### Job 1
Reproduce the records verbatim from their first line up to and including the line that contains "73 187 L 76".

○ ○ ○ ○ ○

Author :
Krommydas, Konstantinos ; Owaida, Muhsen ; Antonopoulos, Christos D. ; Bellas, Nikolaos ; Wu-Chun Feng
Abstract :
The proliferation of heterogeneous computing systems presents the parallel computing community with the challenge of porting legacy and emerging applications to multiple processors with diverse programming abstractions. OpenCL is a vendor-agnostic and industry-supported programming model that offers code portability on heterogeneous platforms, allowing applications to be developed once and deployed "anywhere." In this paper, we use the OpenCL implementation of the Open Dwarfs, a benchmark suite that captures patterns of computation and communication common to classes of important applications, as delineated by Berkeley\´s Dwarfs. We evaluate portability across multicore CPU, GPU, APU (CPUs+GPUs on a die), the Intel Xeon Phi co-processor, and the FPGA. To realize FPGA portability, we exploit SOpenCL (Silicon OpenCL), a CAD tool that automatically converts OpenCL kernels to customizable hardware accelerators. We show that a single, unmodified OpenCL code base, i.e., Open Dwarfs, can be effectively used to target multiple, architecturally diverse platforms.

○ ○ ○ ○ ○

### Job 2
Answer these questions using the abstract:
(a) According to the abstract, what does OpenCL offer on heterogeneous platforms?
(b) Whose Dwarfs delineate the patterns of computation and communication that the Open Dwarfs capture?
(c) Which tool is used to realize FPGA portability?

(Data extracted from a collection)
○ ○ ○ ○ ○

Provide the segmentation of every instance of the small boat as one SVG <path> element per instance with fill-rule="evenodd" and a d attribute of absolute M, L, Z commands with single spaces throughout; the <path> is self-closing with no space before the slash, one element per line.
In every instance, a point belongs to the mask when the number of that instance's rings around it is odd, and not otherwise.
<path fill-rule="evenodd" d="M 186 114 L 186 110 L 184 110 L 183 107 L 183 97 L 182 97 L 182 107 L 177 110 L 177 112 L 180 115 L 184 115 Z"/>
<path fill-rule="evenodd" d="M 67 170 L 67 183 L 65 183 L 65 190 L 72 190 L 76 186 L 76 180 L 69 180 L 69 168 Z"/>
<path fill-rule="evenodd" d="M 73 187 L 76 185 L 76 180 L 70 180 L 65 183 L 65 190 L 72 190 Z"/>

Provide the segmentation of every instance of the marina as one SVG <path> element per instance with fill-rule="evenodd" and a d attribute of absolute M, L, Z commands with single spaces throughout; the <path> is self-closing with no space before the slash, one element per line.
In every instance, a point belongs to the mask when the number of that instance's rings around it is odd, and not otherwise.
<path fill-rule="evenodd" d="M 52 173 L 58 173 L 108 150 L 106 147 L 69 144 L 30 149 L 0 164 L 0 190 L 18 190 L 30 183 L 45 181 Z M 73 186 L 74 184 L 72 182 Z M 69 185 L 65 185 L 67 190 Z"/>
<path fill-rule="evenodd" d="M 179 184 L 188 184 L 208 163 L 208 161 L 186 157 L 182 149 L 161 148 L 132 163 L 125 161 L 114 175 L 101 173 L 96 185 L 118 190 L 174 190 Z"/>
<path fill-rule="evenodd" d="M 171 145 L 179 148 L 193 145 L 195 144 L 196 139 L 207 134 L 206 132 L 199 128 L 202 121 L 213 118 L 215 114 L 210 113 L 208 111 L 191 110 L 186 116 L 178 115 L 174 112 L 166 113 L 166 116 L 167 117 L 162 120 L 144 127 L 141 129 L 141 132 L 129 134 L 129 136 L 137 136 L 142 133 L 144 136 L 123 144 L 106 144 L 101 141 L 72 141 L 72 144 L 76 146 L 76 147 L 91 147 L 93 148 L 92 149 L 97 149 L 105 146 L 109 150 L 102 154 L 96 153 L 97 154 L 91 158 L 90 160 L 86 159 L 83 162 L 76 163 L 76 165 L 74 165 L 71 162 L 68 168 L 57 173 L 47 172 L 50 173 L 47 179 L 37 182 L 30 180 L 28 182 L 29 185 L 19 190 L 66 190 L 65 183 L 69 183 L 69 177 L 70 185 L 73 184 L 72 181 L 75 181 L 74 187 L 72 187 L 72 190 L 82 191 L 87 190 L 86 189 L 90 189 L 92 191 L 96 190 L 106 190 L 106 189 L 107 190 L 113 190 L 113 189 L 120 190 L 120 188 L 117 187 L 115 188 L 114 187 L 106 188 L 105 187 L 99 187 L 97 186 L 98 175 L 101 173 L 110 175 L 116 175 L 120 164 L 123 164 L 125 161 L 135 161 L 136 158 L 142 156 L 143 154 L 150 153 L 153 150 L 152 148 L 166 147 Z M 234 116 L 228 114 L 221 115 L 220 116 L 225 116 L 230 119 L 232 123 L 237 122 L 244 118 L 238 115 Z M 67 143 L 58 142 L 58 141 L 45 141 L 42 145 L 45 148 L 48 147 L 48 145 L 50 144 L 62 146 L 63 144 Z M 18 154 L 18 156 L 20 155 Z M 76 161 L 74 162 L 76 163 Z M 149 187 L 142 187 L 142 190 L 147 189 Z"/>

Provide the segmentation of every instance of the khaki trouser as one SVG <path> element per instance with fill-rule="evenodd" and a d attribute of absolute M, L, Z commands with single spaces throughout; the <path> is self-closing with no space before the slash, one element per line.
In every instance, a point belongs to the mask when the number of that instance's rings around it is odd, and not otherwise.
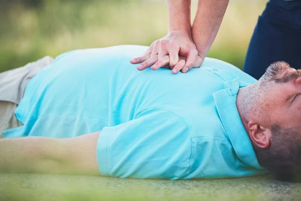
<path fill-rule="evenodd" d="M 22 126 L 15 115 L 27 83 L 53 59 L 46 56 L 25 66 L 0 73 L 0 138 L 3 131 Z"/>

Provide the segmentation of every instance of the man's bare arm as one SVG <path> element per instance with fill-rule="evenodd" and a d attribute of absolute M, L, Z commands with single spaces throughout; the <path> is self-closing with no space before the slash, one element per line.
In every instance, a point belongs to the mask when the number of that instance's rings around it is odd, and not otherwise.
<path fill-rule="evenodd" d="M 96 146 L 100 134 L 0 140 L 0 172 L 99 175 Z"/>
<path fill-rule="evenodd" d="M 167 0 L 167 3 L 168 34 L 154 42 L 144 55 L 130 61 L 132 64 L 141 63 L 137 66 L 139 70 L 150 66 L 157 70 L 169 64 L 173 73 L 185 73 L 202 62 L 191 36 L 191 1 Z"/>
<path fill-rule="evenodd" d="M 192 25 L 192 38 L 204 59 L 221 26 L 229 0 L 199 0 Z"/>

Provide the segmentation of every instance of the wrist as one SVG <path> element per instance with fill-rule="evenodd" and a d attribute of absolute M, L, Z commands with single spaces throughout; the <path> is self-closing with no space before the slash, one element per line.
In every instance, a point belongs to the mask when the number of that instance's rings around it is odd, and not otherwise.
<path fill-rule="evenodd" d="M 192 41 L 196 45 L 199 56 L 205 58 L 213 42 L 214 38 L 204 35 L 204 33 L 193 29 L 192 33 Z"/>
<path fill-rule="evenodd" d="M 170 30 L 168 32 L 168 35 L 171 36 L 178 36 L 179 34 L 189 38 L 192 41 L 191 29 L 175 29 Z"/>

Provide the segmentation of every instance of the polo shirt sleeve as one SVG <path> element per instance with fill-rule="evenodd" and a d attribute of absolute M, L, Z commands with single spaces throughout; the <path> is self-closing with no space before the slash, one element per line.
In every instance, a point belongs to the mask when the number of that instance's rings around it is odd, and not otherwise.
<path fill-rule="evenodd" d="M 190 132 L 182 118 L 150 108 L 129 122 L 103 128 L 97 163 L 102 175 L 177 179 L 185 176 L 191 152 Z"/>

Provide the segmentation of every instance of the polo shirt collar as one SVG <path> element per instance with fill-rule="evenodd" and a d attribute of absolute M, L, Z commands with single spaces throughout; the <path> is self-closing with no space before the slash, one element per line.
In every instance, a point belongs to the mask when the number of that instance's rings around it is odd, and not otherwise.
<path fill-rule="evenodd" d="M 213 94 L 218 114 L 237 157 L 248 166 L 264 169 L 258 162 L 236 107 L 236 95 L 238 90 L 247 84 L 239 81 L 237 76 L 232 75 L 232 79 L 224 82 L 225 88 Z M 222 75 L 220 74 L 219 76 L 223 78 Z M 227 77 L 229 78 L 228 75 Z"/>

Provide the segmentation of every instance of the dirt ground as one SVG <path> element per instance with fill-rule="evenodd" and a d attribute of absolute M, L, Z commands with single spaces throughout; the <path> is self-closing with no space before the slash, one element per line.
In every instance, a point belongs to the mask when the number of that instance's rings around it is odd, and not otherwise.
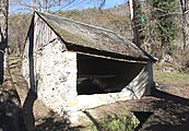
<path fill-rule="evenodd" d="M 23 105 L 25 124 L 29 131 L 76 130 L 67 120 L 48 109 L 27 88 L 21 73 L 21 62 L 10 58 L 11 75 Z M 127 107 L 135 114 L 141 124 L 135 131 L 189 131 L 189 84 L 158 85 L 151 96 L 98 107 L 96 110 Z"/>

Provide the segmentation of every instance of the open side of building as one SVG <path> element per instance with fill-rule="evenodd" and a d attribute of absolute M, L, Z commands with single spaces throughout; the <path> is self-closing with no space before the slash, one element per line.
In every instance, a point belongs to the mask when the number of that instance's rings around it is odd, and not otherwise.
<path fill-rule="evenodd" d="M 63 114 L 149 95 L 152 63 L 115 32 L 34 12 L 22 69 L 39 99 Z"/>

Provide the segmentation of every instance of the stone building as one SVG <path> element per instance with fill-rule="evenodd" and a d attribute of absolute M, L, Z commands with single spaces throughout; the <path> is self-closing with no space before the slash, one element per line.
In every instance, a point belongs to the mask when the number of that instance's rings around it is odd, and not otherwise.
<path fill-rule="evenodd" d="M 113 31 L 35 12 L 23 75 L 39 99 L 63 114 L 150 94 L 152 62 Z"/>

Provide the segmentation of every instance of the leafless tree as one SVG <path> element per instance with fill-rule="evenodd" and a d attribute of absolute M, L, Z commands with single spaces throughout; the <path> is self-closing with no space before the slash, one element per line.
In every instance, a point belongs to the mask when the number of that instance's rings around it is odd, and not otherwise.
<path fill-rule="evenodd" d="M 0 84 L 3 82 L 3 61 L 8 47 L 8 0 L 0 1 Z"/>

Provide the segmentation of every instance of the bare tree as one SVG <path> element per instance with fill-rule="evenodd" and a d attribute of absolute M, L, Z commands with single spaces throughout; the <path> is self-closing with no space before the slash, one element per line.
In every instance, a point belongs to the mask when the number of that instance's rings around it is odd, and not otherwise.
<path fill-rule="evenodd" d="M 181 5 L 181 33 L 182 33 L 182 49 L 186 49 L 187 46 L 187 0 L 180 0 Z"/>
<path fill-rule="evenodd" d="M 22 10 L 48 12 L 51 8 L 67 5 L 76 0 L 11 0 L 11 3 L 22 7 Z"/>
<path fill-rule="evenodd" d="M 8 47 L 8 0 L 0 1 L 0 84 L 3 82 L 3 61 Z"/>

○ ○ ○ ○ ○

### Written reply 1
Provide the segmentation of every instance of the small boat as one SVG <path> element per instance with fill-rule="evenodd" and a d attribute of absolute M, L, Z commands with single spaces throughout; the <path> is self-closing with no space before the slash, one element per line.
In every instance, a point belongs to the mask when the number of that instance's rings around it is odd, and not otherwise.
<path fill-rule="evenodd" d="M 186 114 L 186 110 L 184 110 L 183 107 L 183 97 L 182 97 L 182 107 L 177 110 L 177 112 L 180 115 L 184 115 Z"/>
<path fill-rule="evenodd" d="M 67 170 L 67 183 L 65 183 L 65 190 L 72 190 L 76 186 L 76 180 L 69 180 L 69 168 Z"/>
<path fill-rule="evenodd" d="M 73 187 L 76 185 L 76 180 L 70 180 L 65 183 L 65 190 L 72 190 Z"/>

### Written reply 2
(a) Code portability.
(b) Berkeley's.
(c) SOpenCL (Silicon OpenCL), a CAD tool that automatically converts OpenCL kernels to customizable hardware accelerators.